=== THE RECORDS ===
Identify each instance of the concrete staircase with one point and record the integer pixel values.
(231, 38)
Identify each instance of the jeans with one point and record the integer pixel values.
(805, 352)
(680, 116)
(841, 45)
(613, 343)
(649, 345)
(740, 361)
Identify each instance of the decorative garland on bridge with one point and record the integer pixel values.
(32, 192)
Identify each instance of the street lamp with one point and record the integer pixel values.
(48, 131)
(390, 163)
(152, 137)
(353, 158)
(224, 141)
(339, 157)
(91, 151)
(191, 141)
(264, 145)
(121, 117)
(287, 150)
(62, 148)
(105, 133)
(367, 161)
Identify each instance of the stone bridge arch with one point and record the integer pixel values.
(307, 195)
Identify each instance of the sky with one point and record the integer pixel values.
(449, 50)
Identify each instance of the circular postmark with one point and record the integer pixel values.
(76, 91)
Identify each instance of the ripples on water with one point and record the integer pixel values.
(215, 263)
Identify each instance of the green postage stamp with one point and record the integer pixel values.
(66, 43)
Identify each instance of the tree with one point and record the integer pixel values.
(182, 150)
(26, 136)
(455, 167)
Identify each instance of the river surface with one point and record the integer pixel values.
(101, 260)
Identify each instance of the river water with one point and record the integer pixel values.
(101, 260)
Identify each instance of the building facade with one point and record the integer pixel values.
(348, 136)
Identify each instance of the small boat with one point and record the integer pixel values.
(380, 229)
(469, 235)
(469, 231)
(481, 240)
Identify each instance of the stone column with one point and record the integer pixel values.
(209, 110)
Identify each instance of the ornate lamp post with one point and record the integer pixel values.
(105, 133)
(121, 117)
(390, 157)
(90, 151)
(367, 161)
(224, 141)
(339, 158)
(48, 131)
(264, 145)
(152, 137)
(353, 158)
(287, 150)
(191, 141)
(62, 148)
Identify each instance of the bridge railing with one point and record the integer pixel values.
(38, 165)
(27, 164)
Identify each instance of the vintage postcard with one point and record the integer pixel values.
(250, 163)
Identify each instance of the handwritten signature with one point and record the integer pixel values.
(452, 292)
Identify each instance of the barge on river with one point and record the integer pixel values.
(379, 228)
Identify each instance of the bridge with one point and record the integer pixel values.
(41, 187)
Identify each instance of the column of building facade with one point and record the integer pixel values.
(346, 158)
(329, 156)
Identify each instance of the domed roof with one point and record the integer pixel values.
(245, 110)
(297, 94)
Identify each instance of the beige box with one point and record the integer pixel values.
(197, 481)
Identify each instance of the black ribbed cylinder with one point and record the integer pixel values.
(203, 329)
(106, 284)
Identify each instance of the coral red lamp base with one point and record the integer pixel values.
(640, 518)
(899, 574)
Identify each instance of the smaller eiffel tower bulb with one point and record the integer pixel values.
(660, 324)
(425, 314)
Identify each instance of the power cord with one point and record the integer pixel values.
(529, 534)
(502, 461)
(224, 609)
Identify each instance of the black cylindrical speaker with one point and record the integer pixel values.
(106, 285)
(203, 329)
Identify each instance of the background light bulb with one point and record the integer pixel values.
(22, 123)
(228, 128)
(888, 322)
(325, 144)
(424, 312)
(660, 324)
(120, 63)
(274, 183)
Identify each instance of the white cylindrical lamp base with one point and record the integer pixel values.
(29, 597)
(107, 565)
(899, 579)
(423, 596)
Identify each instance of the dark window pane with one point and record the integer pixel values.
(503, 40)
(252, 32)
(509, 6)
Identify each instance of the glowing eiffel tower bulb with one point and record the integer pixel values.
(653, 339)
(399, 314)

=== TASK REQUIREMENTS ===
Render all the lines above as a two-column CSV with the headers text and answer. Give one row for each line that asks for points, putting its coordinate lines in the answer field. Quote every field and replace line breaks with spaces.

=== RESULT FOR THIS EXERCISE ===
text,answer
"Identify each instance of the concrete staircase with one point and record the integer pixel values.","(231, 38)"
"Identify each instance of the jeans with one point and record the integer pixel values.","(805, 352) (680, 116) (841, 45) (613, 343) (649, 345) (740, 361)"
"Identify each instance of the decorative garland on bridge with one point and record the integer pixel values.","(32, 192)"
"Identify each instance of the street lamp with one point and record the integer pixel values.","(48, 131) (390, 163) (152, 137) (353, 158) (224, 141) (339, 157) (91, 151) (191, 141) (264, 145) (121, 117) (287, 150) (62, 148) (105, 133) (367, 161)"
"Identify each instance of the stone bridge arch with one point and record the integer pixel values.","(307, 195)"
"Identify each instance of the sky with one point and record the integer pixel values.","(449, 50)"
"Identify each instance of the circular postmark with one point and record the integer pixel values.","(76, 91)"
"Identify each instance of the ripples on water with one point and record the integer pixel values.","(215, 263)"
"Identify each instance of the green postage stamp with one point and record the integer pixel values.","(66, 43)"
"Identify each instance of the tree with one point and record the integer pixel values.","(182, 150) (26, 136) (455, 167)"
"Identify each instance of the river surface with one point and record the integer pixel values.","(101, 260)"
"Identify each instance of the river water with one point and record the integer pixel values.","(101, 260)"
"Identify each instance of the building facade with one point and record the integer pixel values.","(348, 136)"
"Identify each instance of the small boat with one point and record the integer pixel values.","(380, 229) (469, 235) (469, 231) (481, 240)"
"Identify each instance of the stone column with one point and record the integer pixel values.","(209, 110)"
"Identify each instance of the ornate lamp post with one point and record the integer pixel values.","(105, 133) (121, 117) (390, 157) (90, 151) (367, 161) (224, 141) (339, 158) (48, 131) (264, 145) (152, 137) (353, 158) (287, 150) (191, 141) (62, 148)"
"Identify each instance of the bridge railing with one point and record the integer pixel values.","(38, 165) (27, 164)"
"Identify each instance of the vintage postcard with one point and record the integer pixel values.","(250, 163)"
"Identify each instance of the handwritten signature with one point and record the integer pixel values.","(452, 292)"
"Identify each instance of the barge on river with one point and record the integer pixel values.","(379, 228)"
"Identify each instance of the bridge with one point and record the integer pixel values.","(41, 187)"
"Identify each instance of the column of building facade with one point and record the integer pixel values.","(346, 158) (329, 156)"
"Identify each instance of the domed roof with one point and record the integer pixel values.","(245, 110) (297, 94)"
"Identify each instance of the beige box with one point and record the integer pixel values.","(197, 481)"
"Identify each instance of the black ribbed cylinder with one point and record the integer pixel values.","(203, 329) (106, 284)"
"Identify each instance of the coral red lamp base with one point and record the integer pixel values.","(640, 518) (899, 574)"
"Identify each instance of the smaller eiffel tower bulb with one point and record the integer pixel values.","(660, 324) (425, 314)"
"Identify each instance of the power cord with one point and record the integer pixel values.","(529, 534) (502, 461) (224, 609)"
"Identify each instance of the black cylindrical speaker with one point and record the integer pixel values.","(106, 285) (203, 329)"
"Identify each instance of the background light bulb with one point and record the integer pixel values.","(22, 123) (228, 128) (888, 322) (325, 144) (424, 312) (660, 324) (120, 63) (274, 183)"
"Identify each instance of the white cylindrical lamp base with one point and record the integer pixel values.","(29, 597) (107, 565) (899, 579) (423, 596)"
"Identify each instance of the dark window pane with one point and record the integer pixel values.","(503, 40) (252, 32) (509, 6)"
"Identify each instance of the glowing eiffel tower bulb with one point and record the integer pixel values.","(653, 339) (399, 314)"